## BEGIN Data shown

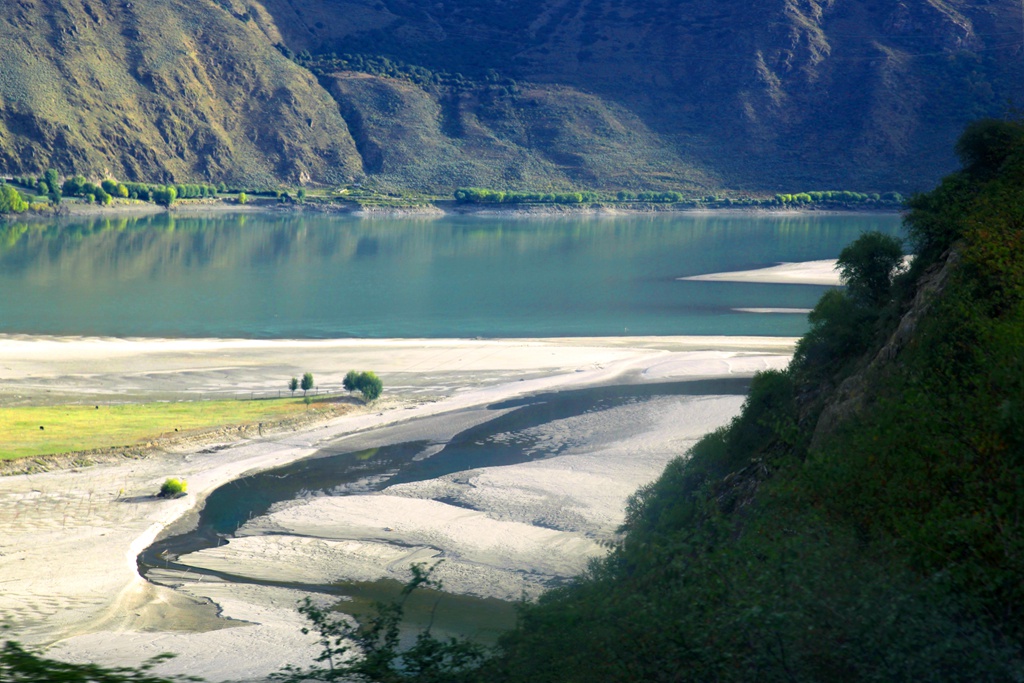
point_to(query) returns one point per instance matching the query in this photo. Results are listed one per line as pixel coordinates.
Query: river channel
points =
(377, 463)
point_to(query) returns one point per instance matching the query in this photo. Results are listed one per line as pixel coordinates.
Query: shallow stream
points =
(507, 438)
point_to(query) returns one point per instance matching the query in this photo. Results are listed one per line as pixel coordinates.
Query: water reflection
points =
(318, 275)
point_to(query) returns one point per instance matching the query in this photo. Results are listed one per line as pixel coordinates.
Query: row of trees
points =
(829, 198)
(483, 196)
(366, 383)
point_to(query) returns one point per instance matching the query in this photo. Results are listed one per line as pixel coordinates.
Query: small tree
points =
(367, 383)
(173, 487)
(351, 381)
(371, 386)
(868, 264)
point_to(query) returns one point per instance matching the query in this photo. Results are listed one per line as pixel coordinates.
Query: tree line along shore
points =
(52, 193)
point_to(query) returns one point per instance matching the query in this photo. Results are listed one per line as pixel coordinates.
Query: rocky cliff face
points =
(692, 94)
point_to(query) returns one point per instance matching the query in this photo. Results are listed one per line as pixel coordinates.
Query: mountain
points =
(696, 95)
(862, 519)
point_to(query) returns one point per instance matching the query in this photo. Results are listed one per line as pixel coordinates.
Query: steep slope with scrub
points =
(861, 519)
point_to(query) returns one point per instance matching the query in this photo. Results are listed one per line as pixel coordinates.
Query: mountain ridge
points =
(697, 95)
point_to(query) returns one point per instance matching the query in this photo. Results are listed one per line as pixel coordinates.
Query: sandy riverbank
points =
(68, 555)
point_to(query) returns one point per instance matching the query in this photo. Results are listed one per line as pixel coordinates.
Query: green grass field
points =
(68, 428)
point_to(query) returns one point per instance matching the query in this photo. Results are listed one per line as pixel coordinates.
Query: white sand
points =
(806, 272)
(68, 554)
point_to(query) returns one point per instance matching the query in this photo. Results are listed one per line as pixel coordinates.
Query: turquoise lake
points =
(311, 275)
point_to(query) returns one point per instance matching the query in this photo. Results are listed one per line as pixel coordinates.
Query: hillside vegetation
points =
(863, 518)
(508, 94)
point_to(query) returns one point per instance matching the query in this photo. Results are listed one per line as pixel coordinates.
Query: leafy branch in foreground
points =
(372, 650)
(17, 664)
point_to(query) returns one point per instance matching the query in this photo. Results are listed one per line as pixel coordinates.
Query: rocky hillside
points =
(692, 95)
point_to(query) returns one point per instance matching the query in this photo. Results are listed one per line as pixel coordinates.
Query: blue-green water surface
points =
(312, 275)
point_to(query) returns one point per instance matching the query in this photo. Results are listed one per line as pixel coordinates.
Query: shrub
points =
(173, 487)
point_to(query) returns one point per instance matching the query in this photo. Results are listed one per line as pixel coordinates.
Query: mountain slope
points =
(861, 519)
(159, 91)
(695, 95)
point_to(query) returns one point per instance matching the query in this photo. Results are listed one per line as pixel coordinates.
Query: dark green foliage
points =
(11, 201)
(841, 329)
(868, 265)
(889, 547)
(368, 384)
(164, 196)
(351, 380)
(173, 487)
(986, 144)
(53, 183)
(20, 666)
(74, 186)
(371, 651)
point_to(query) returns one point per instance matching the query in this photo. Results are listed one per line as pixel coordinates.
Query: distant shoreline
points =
(436, 209)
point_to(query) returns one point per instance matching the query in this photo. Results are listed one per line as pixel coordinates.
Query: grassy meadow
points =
(43, 430)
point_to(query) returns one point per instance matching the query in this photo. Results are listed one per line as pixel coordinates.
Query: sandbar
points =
(68, 555)
(805, 272)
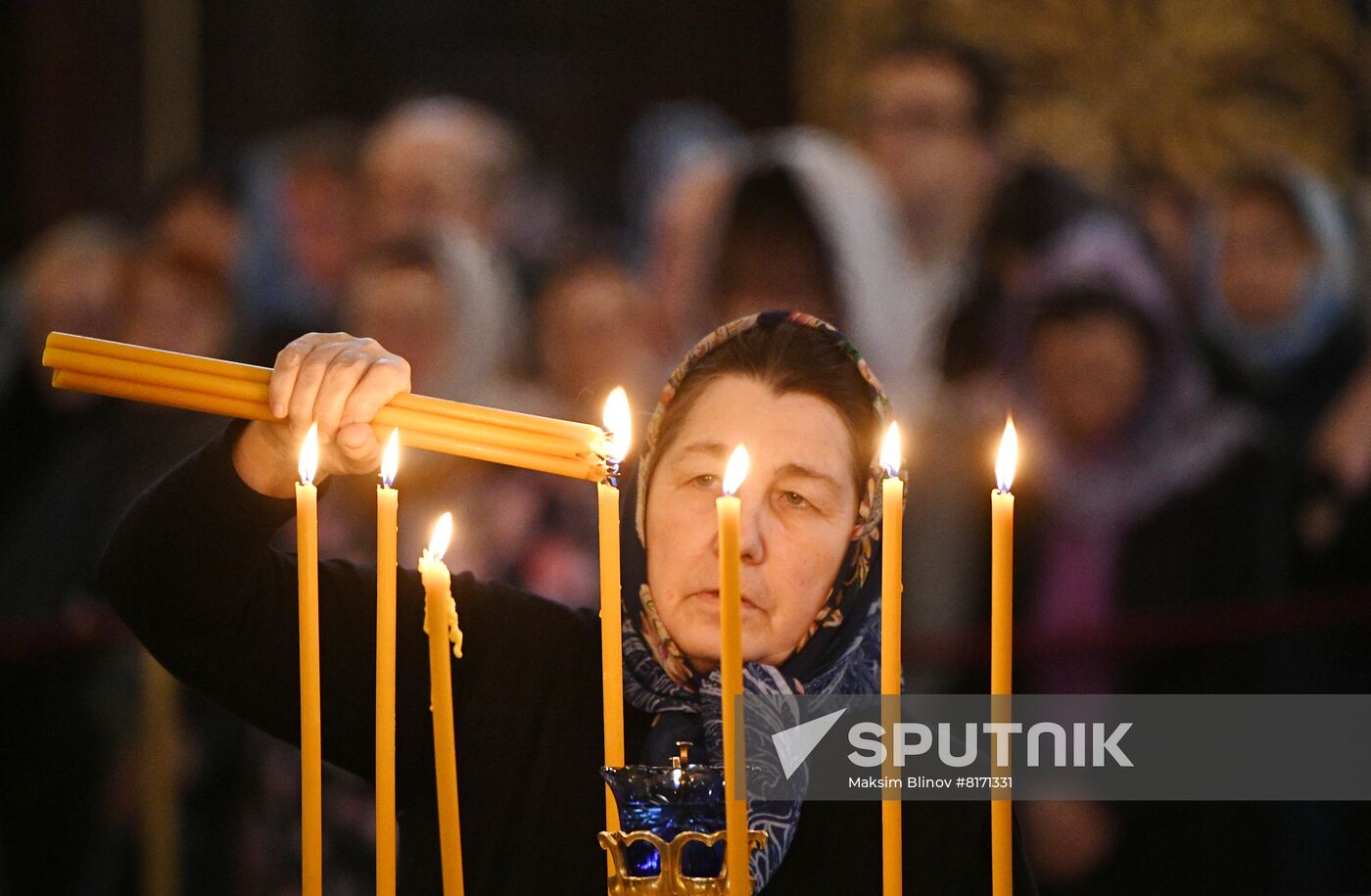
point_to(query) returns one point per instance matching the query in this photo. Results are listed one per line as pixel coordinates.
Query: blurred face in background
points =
(590, 336)
(919, 126)
(74, 282)
(764, 271)
(1265, 257)
(406, 308)
(1090, 373)
(321, 223)
(201, 225)
(438, 165)
(178, 305)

## END Data shown

**Exercise brief**: Transcribe the material exactly, keeping every word and none of the pictures.

**Written answer**:
point_to(query) returns one point per instance matching the query in this photo. Results are listed one per line as pixel coordinates.
Query: river channel
points =
(377, 463)
point_to(query) returns one point per instance matching the query in this photo. Results are listed one per line as pixel coordinates.
Query: shallow stream
points =
(507, 438)
point_to(query) returns one point per instance matching the query in this photo. Results are listed one per line as pixel coordinates.
Query: water reflection
points =
(318, 275)
point_to(query) returns one point per instance matching the query in this photo. Results are listed one per line as pixel coordinates.
Query: row of trees
points =
(829, 198)
(483, 196)
(366, 383)
point_to(query) returns one point per instance matching the query in this photo. Results are listed one per line as pixel coordinates.
Query: small tree
points =
(367, 383)
(173, 487)
(351, 381)
(371, 386)
(868, 264)
point_to(query) returns one point per instance matching the query in this photo. Results are listed one per line as pixel coordinates.
Query: tree line along shore
points =
(52, 193)
point_to(query) returns one point per instance matching the query in this photo. Results are listed one per line as pixel coordinates.
Query: rocky cliff face
points =
(692, 94)
point_to(query) returns one point per instance matching the query in this photo. Results are listed one per line as pixel coordinates.
Query: mountain
points =
(696, 95)
(862, 519)
point_to(query) returns one point per instance matching the query in this photo. Results are listed one per line as pixel coordinates.
Query: steep slope with scrub
points =
(861, 519)
point_to(query) returns one point per instance matching the query in this photo. Results are listed one per line as pixel coordinates.
Query: mountain ridge
points =
(697, 95)
point_to(query) returns one point per instance matching the query in this photo. Results are listed one per line as pixel coordinates.
Query: sandy riverbank
points =
(68, 555)
point_to(query) returns one point per instance matching the query in this photo. Results are listed one per line as pixel coordinates.
Query: green grass field
points =
(68, 428)
point_to(query) returns one point per instance matching the query in this photo. Results are listed one per line as pixel coordinates.
Query: white sand
points =
(806, 272)
(68, 554)
point_to(query) returns one point per instance matching the query in this photo. Results are listed one per line as pixel coordinates.
Query: turquoise lake
points =
(311, 275)
point_to(query) returns one point per instance matching the query in this photo. Results are listed one per line as pixel coordinates.
Query: hillside vegetation
points =
(863, 518)
(508, 94)
point_to(query) returns one point per instance matching the query in this photo. Results are listed one per line as pixel coordinates.
Query: leafy branch in foreground
points =
(372, 650)
(17, 664)
point_to(query) returns one point per instance matching the query in this photo. Results are listed one per line as pixel coordinates.
Query: rocky hillside
points =
(692, 95)
point_to(query) returns one point per instance matching the query in this photo. Results are listed one per line as pixel coordinates.
Query: blue-green water surface
points =
(312, 275)
point_to(query) returns one point per instance matching the query in this photo. Results are listed one per line as pixel coordinates.
Query: shrub
points =
(173, 487)
point_to(query) returns one point per instance matching the query in this photo. Results are listed one per line as pixel coordinates.
Query: mountain slope
points =
(861, 519)
(159, 91)
(695, 95)
point_to(query) returns one point per instance matching the query in this photo. Results are listed one per line as pixel coordinates.
Query: dark green foliage
points =
(11, 201)
(841, 329)
(868, 265)
(889, 547)
(368, 384)
(164, 196)
(351, 380)
(173, 487)
(986, 144)
(53, 183)
(20, 666)
(74, 186)
(371, 651)
point_to(query) returns one point per instance matching the query in this photo. Results are listed one per line as pixel coordinates.
Query: distant shoreline
points =
(436, 209)
point_to(query) returns one point per instance matching the query in this photo. Results are listed one per line as pixel coordinates.
Query: grassy meadow
points =
(43, 430)
point_to(query) returns one point per instance matching the query in this photo. Results are listed one per line as pixel coordinates.
Query: sandbar
points =
(68, 555)
(805, 272)
point_to(query) returns one point per instance matching the query in this photo. Results are listed one per line as pixel coordinates.
Query: blurred face in background
points =
(590, 336)
(919, 126)
(74, 282)
(764, 271)
(1265, 257)
(406, 308)
(1090, 373)
(321, 223)
(201, 225)
(438, 165)
(178, 305)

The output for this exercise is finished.